We live in a large metro area, and somebody stole my daughter's new bike. We never saw it again, even though we looked for it.
I remember stealing a pack of gum from our farm community's grocery store when I was a kid. I felt pretty bad about it, so I took it back in and gave it to the owner. I must have been silly stupid, I confessed. He told me he was glad I changed my tune,but if it ever happened again, no more store privileges for me. I know he watched me close after that... last time I ever stole anything.
If that little guitar thief were my daughter, I'd ground her for 3 months!

sailboats
02-10-2011, 07:57 AM
I had a terrible theft experience before. (in a small town too)

My father owns the bowling alley in my home town and my band used to practice there after it closed just about ever night. It was great we could play as loud as we wanted all night.

Anyway a guy broke in one night stole 2 drumkits, a amp, bunch of guitar pedals, laptop and a bunch of other musical gear. He got caught and handed back the amp and said that was all he had.

• The data

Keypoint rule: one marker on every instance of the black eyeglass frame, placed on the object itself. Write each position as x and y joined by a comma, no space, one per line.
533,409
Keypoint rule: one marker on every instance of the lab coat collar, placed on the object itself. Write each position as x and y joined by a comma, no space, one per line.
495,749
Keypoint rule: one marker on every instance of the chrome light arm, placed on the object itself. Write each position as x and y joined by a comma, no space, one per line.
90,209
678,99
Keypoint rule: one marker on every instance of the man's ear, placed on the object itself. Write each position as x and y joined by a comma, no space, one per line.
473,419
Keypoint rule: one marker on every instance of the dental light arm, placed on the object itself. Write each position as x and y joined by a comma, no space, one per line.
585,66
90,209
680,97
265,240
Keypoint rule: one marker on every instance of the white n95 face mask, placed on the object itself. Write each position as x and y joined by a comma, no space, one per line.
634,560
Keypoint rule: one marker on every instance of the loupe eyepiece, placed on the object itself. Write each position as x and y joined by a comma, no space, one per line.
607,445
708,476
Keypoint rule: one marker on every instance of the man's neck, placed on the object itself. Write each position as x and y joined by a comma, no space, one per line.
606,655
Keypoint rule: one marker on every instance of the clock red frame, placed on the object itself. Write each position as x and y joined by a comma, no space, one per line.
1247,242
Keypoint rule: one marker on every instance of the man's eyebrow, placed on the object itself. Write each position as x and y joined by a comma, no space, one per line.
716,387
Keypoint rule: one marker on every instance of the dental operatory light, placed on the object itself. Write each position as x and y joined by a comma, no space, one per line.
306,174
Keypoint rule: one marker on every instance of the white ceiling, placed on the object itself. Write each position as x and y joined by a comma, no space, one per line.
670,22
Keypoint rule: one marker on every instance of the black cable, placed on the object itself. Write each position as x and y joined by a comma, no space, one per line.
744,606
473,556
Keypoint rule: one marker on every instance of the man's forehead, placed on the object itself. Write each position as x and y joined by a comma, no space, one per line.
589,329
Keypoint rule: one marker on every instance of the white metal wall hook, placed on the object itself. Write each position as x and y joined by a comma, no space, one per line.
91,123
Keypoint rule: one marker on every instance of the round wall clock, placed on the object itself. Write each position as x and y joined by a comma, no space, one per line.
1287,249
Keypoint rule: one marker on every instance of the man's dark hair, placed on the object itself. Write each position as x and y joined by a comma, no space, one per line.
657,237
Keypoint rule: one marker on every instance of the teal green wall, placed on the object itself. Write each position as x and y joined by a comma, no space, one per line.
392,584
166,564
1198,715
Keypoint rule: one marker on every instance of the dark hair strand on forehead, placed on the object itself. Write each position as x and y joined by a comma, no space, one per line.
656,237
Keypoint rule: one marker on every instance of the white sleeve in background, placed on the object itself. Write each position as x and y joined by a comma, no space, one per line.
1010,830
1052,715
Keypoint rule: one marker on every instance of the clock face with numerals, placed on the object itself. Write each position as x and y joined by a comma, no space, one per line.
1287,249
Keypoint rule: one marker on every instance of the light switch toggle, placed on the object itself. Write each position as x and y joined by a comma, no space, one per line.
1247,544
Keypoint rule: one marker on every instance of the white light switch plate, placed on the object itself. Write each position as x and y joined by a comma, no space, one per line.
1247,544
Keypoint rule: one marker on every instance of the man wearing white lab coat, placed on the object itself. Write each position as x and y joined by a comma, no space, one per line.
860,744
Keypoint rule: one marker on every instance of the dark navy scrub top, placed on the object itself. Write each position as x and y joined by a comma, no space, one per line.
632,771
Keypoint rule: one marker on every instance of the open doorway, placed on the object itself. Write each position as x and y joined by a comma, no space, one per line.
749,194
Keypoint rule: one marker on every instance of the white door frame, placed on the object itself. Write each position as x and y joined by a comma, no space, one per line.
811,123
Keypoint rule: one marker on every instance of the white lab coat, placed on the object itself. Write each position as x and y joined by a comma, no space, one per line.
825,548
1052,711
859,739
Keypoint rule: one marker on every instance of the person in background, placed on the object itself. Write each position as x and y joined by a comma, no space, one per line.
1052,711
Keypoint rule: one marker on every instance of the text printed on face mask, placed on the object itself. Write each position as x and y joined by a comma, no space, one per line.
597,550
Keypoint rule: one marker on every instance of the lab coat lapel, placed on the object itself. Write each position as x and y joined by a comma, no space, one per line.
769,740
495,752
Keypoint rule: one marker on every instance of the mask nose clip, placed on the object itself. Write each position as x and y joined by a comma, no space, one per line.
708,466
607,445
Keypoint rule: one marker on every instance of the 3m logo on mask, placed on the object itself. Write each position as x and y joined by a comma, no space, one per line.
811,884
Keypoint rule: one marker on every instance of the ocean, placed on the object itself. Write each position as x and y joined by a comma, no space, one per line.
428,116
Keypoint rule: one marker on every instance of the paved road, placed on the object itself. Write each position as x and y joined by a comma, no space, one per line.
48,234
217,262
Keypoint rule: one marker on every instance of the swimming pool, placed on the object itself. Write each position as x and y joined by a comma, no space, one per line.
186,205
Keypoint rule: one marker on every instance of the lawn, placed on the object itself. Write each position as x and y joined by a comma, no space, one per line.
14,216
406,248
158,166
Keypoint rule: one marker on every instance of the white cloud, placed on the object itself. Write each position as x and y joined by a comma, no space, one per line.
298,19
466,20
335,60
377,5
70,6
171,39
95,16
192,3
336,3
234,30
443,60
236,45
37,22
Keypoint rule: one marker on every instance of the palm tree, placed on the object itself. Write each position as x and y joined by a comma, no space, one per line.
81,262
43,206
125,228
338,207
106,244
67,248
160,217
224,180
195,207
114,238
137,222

• Things to do
[1] Translate this sentence from the forum thread about theft into Spanish: "We live in a large metro area, and somebody stole my daughter's new bike."
[2] Retype the records from the line with "Keypoint rule: one marker on every instance of the palm" to the last line of the records, including both.

• Task solutions
[1] Vivimos en una gran área metropolitana y alguien robó la bicicleta nueva de mi hija.

[2]
Keypoint rule: one marker on every instance of the palm tree, placed on the object itself. Write each position as x and y joined by a comma, no space, one per line.
81,262
43,206
125,228
338,207
106,244
67,248
160,217
224,180
195,207
114,238
137,222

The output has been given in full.